Task to complete >> How many lines in the data below contain the word "concrete"? Reply with the number alone.

+ + +

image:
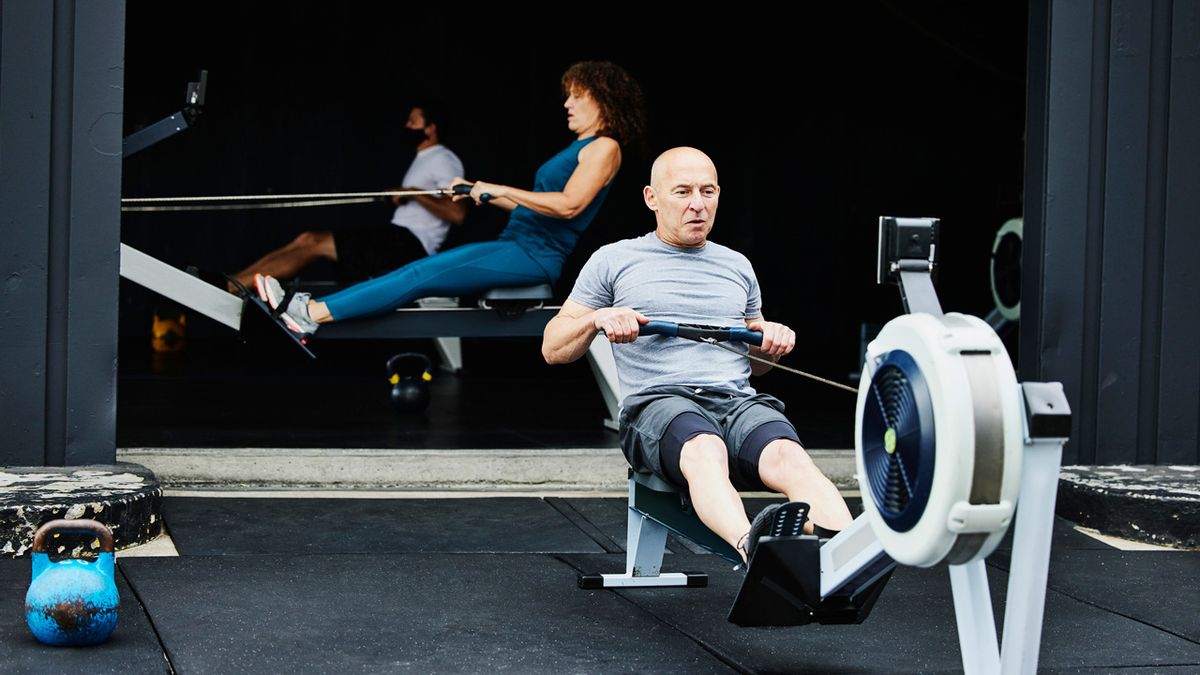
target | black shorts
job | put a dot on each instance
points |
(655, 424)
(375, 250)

+ + +

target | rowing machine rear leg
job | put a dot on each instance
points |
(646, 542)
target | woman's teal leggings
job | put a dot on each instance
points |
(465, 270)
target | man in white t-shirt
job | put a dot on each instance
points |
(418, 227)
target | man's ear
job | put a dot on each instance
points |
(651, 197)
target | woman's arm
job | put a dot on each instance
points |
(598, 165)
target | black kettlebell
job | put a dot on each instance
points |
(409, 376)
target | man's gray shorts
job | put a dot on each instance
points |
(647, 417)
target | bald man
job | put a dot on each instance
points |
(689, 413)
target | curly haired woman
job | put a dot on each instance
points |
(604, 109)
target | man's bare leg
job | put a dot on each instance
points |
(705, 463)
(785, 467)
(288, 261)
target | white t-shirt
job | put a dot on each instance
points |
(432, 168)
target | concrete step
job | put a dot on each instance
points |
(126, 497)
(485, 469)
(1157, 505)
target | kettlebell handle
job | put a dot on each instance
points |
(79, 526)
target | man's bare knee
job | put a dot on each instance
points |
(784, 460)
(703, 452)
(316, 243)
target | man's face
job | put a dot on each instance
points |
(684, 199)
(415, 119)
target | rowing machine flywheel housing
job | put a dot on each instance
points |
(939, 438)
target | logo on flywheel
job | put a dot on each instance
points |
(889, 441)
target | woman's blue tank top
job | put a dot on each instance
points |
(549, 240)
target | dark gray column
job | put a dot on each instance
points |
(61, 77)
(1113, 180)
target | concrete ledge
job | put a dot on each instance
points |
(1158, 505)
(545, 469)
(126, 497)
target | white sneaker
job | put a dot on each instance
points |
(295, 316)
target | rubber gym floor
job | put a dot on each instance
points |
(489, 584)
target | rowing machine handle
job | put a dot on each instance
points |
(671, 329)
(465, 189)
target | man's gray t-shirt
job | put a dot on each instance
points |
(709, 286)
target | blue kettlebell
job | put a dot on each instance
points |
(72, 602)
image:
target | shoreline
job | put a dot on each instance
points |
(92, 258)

+ + +

Solved problem >> 2